* Problem to solve
All pictures are to be dropped, and the remaining data set down exactly.

[Records contained in a dataset]
= Beginning of Section =
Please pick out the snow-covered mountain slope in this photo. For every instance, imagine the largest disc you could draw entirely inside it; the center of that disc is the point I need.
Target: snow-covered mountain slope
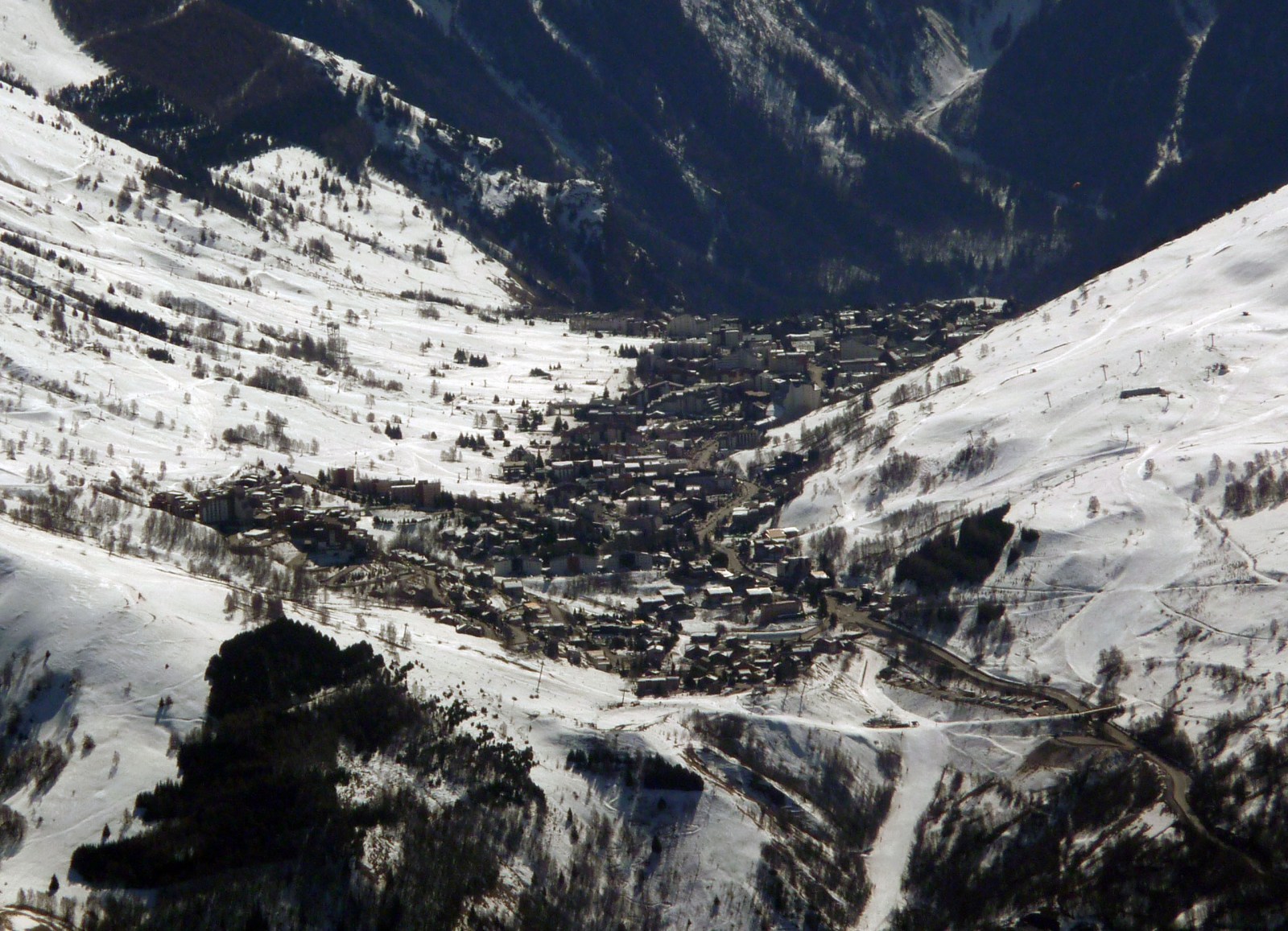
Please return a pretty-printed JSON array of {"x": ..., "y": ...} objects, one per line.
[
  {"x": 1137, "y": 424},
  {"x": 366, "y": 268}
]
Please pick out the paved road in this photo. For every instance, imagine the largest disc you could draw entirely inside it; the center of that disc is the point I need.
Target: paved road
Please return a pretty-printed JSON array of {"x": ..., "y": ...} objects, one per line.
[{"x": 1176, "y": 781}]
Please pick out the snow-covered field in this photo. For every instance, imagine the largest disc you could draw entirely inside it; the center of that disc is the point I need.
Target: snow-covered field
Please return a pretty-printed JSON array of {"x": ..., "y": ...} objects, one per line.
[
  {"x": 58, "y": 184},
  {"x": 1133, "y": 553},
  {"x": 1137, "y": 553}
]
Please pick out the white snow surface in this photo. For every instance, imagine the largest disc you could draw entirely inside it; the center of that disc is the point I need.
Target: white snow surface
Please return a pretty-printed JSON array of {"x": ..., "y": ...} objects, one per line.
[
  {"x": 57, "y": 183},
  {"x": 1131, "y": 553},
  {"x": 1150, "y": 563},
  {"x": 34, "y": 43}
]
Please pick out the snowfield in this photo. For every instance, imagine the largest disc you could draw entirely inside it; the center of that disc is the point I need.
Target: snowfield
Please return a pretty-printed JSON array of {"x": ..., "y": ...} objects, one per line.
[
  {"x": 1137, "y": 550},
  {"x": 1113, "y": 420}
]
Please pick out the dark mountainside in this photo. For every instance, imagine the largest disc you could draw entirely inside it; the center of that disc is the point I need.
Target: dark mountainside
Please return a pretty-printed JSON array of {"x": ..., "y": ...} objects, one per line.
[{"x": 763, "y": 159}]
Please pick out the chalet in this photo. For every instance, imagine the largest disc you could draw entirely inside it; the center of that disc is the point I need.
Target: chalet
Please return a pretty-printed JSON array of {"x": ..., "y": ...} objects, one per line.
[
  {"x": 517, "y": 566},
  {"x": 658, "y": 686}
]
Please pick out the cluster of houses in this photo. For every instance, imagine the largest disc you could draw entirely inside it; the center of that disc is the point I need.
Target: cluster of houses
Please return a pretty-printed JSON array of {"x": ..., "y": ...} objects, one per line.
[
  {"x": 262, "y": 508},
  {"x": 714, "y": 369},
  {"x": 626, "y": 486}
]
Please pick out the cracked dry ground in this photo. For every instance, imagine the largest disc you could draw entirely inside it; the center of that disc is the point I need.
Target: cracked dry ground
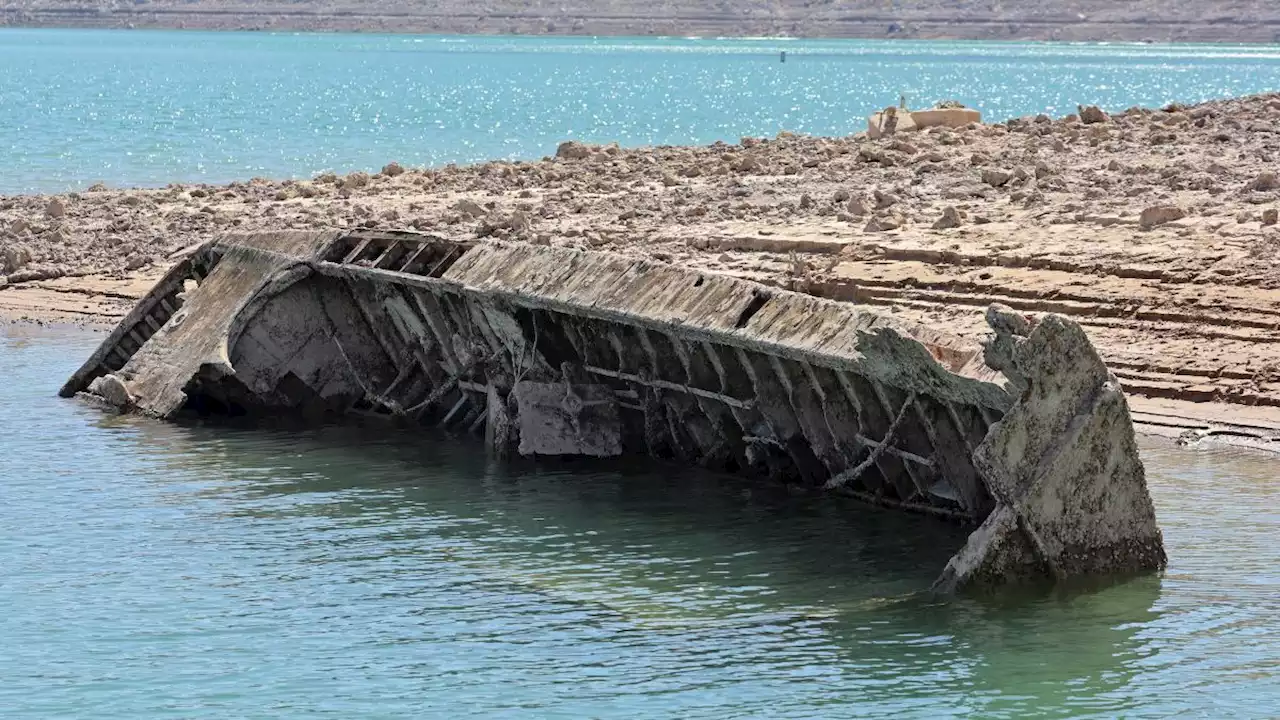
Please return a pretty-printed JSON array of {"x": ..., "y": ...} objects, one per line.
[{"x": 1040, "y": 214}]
= End of Section =
* Answer space
Please pick out the snow-covered mountain slope in this photo. For every instance, imagine the largest disc you could draw entirely inside it; the center of that disc is the point I need.
Target: snow-covered mountain slope
Please return a pretty-printed JSON array of {"x": ..., "y": ...} objects, one per line.
[
  {"x": 1137, "y": 424},
  {"x": 366, "y": 268}
]
Please pick out the paved road in this photo. For every instance, imagine the largest disc you could draw entirely inside it; the center of that disc is the point I need.
Target: paved road
Please return a pretty-printed JSON array of {"x": ..., "y": ...} objects, one per line.
[{"x": 1176, "y": 781}]
Please pick out the snow-covered field in this photo. For every instance, imagine the largest disc you could draw entirely inside it; the center of that disc is the point I need.
Target: snow-covered field
Please return a pretty-printed JSON array of {"x": ..., "y": ...} objects, one per line.
[
  {"x": 58, "y": 184},
  {"x": 1133, "y": 553},
  {"x": 1137, "y": 553}
]
Please pick out the white snow surface in this photo. For every instance, imagine the largest disc you could draw entirely inside it; the center of that disc is the point I need.
Target: white snow surface
Please return a pretty-printed JSON array of {"x": ..., "y": ...} objects, one per line.
[
  {"x": 57, "y": 183},
  {"x": 1131, "y": 553},
  {"x": 1150, "y": 563},
  {"x": 34, "y": 43}
]
Please pick out the snowfield in this photo. For every instance, imagine the largest disc you could draw entirely inside it; the center of that disc is the point I need.
Target: snowfield
Please return a pretty-printed JSON array of {"x": ..., "y": ...} objects, one per line.
[
  {"x": 1137, "y": 550},
  {"x": 1113, "y": 420}
]
Please pick out the dark mountainside in this photo. For every instance, imagine the largest disc you could draw entirely inside it; the center of that disc is the point I need.
Target: dark mountainside
Please return a pretty-printed JSON array of {"x": ..., "y": ...} objects, one per line.
[{"x": 763, "y": 159}]
Please pick out the chalet in this photo. For every instance, imagine the largest disc you could draw entirely inside it; the center of that disc is the point I need.
Target: chalet
Please return a pretty-printed JSON array of {"x": ..., "y": ...} objects, one per line.
[
  {"x": 517, "y": 566},
  {"x": 658, "y": 686}
]
Please pick out the cluster of houses in this photo. For every instance, imagine the largest disc you could draw entirely inside it; the center of that disc is the point I need.
Target: cluster of houses
Please return a pretty-printed JSON array of {"x": ..., "y": ...} objects, one per line.
[
  {"x": 262, "y": 508},
  {"x": 714, "y": 369},
  {"x": 626, "y": 486}
]
Please pick out the cracked dry ground in this photo. For every instance, imagine the largest disc you could draw entirely inside it; the center of that disc is the point I need.
Target: cracked dry ground
Please return a pretty-printed JSON array of {"x": ..., "y": ...} objects, one per line.
[{"x": 1040, "y": 214}]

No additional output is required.